De heer Van Hoof (VVD):

U hebt mij zojuist horen zeggen ik het met de minister oneens ben over het resultaat van het aan de slag krijgen van mensen in de ruimte tussen het minimumloon en de laagste loonschalen. Naar aanleiding van de rapportage die wij dit weekend hebben gekregen, heeft de minister gezegd dat de ontwikkelingen volgens hem positief genoeg zijn. Ik heb gezegd dat het wat mij betreft beter en meer kan zijn. Dat was de intentie van de afspraak in het regeerakkoord. De weg van de afgelopen jaren is heel bewust ingeslagen; wij waren daar terughoudend in, zoals ik gisteren heb gezegd. Ik vind nog steeds dat het te weinig is, maar de minister vindt dat er fatsoenlijke resultaten worden gehaald. Ik stel vast dat deze tegenstelling er is. Dit neemt niet weg dat de intentie om de ruimte te vullen, er nog steeds is. Ik heb begrepen dat dit nu anders is bij de minister.

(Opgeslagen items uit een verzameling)

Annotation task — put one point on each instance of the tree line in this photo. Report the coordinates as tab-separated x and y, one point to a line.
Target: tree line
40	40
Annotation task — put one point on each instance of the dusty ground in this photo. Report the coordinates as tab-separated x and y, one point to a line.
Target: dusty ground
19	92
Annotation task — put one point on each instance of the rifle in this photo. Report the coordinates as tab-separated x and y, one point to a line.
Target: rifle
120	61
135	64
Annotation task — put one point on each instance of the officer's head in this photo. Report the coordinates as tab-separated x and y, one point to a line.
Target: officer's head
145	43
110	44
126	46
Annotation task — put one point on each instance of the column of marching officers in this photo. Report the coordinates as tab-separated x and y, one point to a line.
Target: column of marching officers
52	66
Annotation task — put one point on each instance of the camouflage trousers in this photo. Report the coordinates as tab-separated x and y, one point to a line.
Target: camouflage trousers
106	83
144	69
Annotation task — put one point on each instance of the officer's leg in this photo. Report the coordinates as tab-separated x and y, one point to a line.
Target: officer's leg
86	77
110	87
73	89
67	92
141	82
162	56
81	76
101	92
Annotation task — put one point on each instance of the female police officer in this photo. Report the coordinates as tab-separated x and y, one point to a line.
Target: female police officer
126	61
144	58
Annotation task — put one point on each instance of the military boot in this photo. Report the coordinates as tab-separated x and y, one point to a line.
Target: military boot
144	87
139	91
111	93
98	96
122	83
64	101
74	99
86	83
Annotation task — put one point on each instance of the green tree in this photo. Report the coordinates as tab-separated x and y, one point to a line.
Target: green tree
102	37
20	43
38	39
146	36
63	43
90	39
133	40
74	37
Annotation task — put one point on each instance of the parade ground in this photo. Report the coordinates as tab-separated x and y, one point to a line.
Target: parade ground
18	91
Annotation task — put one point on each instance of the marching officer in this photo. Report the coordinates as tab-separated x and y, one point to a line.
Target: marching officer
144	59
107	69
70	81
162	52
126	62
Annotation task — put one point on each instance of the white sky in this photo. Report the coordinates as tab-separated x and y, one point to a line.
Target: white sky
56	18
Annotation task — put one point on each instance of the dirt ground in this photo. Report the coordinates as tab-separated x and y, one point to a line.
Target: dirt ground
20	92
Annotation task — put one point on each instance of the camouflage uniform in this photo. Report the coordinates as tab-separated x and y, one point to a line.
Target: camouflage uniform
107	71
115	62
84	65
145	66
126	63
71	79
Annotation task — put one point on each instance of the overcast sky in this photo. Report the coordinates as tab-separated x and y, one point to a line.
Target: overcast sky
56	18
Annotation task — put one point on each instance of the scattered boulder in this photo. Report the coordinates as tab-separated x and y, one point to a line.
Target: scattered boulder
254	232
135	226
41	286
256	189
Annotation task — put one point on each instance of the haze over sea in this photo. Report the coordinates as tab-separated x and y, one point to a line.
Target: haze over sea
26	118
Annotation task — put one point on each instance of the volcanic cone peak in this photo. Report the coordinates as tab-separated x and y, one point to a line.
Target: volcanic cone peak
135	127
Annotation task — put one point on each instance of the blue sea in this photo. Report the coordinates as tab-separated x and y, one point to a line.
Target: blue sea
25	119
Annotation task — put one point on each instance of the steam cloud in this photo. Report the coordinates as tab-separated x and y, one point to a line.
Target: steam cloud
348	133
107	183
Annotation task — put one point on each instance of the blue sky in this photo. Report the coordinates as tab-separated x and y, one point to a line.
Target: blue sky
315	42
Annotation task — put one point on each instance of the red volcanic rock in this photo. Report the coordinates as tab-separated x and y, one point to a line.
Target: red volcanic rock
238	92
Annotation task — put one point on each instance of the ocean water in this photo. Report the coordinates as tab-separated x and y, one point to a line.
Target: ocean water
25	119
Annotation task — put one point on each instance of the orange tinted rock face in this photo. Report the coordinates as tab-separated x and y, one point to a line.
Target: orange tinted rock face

OPDRACHT:
Pak het debatfragment over het minimumloon en de laagste loonschalen weer op en zet het voort vanaf de laatste zin. De vermeldingen staan los van het debatfragment en vormen afzonderlijk materiaal.

ANTWOORD:
De heer Rosenmöller (GroenLinks):

Het gaat om de consequentie die u hieruit trekt. Gaat u bijvoorbeeld uw fractievoorzitter erop wijzen dat er in het regeerakkoord iets over algemeenverbindendverklaring staat en dat de VVD het niet met de minister van Sociale Zaken eens is en eigenlijk vindt dat de algemeenverbindendverklaring op basis van de ervaringen tot nu toe met de laagste loonschalen ter discussie gesteld moet worden? Leidt dit tot vervolgactie of zegt u het alleen maar ter afronding van een tweede termijn, zonder vervolgacties?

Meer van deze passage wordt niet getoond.